**Aim of the task**
Among the entries below, how many lines contain "carved"? Answer with the number only.

**Listed entries**
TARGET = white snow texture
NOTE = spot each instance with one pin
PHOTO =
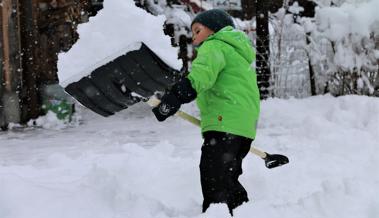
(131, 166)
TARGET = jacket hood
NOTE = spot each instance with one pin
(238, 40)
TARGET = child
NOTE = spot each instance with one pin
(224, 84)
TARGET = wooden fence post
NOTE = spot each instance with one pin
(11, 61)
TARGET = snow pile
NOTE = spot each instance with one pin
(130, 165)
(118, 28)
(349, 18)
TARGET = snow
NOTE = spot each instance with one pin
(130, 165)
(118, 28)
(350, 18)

* * *

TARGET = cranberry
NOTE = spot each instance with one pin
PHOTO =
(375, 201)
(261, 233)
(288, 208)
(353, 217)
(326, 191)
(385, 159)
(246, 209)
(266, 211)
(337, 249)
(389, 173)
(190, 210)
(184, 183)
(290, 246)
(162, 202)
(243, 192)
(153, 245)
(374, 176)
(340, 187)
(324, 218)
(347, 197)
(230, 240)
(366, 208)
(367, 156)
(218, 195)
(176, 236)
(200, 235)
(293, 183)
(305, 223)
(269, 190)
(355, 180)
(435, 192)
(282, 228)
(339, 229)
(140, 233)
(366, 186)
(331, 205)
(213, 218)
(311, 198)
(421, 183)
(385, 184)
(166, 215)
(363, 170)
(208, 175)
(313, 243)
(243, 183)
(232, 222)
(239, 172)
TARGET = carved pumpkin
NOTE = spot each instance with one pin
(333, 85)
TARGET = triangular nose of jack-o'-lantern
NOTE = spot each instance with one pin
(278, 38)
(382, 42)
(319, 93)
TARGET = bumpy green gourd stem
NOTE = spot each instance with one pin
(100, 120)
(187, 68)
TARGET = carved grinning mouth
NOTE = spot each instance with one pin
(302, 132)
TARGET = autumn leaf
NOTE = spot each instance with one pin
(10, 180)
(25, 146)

**Solution below**
2